# Exercise task
In the records below, swap each "Pins" for "Points" and change nothing else.

____

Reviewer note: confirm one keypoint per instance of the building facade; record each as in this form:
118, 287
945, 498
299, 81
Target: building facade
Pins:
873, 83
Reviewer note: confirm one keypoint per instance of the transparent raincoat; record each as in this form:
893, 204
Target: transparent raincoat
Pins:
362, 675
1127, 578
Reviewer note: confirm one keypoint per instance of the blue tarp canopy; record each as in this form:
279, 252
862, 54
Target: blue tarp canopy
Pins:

____

# Output of the exercise
Reviewer note: confirm one keypoint per instance of the building facade; record each as in this form:
118, 287
945, 498
299, 81
Target: building facade
Points:
873, 83
Reviewer note: confirm one keypoint per instance of the transparent raincoat; record each as in this form:
893, 204
Target: transparent raincoat
Points:
362, 675
1127, 578
Reviewer note: confirm one keypoint per instance of the blue tarp canopy; record each as in this form:
279, 252
862, 54
Target: blue tarp canopy
Points:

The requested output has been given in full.